• [What you should do]:
State how many lines of the items below contain the word "jacket", and give only the number.

[Entries from a dataset]
______
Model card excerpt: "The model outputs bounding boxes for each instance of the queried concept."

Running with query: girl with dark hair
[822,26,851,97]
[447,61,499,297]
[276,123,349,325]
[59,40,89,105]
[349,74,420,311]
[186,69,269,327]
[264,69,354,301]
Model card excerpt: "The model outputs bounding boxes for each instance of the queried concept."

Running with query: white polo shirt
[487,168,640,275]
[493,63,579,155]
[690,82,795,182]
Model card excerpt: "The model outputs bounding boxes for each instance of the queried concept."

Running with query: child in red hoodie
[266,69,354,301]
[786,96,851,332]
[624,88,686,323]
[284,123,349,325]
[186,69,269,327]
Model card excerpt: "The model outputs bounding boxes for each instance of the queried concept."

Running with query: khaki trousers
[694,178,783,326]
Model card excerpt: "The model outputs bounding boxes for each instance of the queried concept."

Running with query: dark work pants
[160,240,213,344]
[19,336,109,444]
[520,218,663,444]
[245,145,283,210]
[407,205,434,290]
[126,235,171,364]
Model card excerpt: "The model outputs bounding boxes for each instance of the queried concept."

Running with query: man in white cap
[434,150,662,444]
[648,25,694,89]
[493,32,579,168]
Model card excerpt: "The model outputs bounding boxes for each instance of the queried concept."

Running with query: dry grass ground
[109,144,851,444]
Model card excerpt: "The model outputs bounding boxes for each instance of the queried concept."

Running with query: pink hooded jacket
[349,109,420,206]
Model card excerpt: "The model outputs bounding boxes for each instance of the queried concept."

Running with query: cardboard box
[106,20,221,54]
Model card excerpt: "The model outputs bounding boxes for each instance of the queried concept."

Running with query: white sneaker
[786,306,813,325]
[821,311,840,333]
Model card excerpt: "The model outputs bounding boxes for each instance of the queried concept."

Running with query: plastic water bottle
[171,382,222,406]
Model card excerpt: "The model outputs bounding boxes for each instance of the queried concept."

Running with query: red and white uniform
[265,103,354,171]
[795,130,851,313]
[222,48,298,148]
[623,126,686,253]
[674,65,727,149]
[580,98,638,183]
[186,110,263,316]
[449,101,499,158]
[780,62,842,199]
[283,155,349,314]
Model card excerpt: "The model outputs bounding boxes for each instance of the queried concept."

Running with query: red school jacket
______
• [Answer]:
2